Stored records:
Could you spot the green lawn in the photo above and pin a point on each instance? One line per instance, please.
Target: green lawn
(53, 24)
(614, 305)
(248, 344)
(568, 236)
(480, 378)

SET EXERCISE: Transcribe every one of the rows above verbatim, keeping each line as it appears.

EXERCISE RESULT:
Could you spot the green lawn in the photo above and pin a point on each instance? One line per instance, please.
Target: green lawn
(53, 24)
(614, 305)
(248, 344)
(568, 236)
(480, 378)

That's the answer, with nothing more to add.